*** Begin section ***

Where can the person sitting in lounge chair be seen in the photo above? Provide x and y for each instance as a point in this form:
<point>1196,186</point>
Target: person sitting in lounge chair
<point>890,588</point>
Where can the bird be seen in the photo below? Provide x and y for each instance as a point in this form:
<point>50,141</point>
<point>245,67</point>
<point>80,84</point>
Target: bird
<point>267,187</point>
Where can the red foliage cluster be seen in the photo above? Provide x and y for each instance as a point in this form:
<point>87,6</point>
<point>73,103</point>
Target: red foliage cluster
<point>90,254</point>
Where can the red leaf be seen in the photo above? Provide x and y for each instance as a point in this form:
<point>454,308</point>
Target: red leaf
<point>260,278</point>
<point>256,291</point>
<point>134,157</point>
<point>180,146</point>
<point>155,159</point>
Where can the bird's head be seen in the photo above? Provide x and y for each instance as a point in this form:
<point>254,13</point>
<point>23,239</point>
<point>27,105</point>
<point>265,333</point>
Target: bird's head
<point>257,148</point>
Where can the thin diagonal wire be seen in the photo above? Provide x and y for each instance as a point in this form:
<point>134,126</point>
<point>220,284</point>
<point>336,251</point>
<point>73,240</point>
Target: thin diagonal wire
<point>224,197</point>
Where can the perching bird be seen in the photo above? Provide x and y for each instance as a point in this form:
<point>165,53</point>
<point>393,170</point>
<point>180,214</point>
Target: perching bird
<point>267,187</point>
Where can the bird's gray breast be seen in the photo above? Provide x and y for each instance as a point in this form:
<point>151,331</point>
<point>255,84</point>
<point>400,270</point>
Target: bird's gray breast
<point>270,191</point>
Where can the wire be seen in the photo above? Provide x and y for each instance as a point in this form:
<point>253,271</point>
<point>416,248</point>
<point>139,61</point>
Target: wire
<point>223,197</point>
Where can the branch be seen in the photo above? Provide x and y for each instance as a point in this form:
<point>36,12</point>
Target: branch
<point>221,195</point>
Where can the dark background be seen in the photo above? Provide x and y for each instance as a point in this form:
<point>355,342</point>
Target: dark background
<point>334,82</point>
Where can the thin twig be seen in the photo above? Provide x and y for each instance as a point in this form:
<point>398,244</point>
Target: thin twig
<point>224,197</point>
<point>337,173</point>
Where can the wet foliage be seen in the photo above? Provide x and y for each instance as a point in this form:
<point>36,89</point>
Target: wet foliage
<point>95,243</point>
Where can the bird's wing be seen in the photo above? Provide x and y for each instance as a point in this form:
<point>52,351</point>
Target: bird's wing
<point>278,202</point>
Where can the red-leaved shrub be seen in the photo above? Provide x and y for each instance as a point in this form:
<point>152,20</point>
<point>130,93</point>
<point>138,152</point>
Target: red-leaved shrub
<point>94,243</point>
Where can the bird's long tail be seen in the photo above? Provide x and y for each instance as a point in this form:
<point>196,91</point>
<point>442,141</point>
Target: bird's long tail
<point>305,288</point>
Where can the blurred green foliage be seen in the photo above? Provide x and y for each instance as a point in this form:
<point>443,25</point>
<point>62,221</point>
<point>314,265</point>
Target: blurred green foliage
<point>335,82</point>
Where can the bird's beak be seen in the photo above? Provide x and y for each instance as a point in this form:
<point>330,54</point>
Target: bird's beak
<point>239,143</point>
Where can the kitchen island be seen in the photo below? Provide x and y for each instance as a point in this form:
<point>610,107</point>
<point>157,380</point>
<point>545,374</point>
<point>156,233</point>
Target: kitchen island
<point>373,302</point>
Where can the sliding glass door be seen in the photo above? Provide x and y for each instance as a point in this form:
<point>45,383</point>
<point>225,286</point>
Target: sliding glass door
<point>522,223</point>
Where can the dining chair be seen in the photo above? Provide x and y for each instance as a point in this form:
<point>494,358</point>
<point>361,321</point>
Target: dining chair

*** End section ***

**REQUIRED WORK**
Show each line from the material above where the string "dining" can be found.

**TASK RESPONSE**
Where can the dining chair be seen in the photo above? Provide x and y for each instance as a point in this form:
Target: dining chair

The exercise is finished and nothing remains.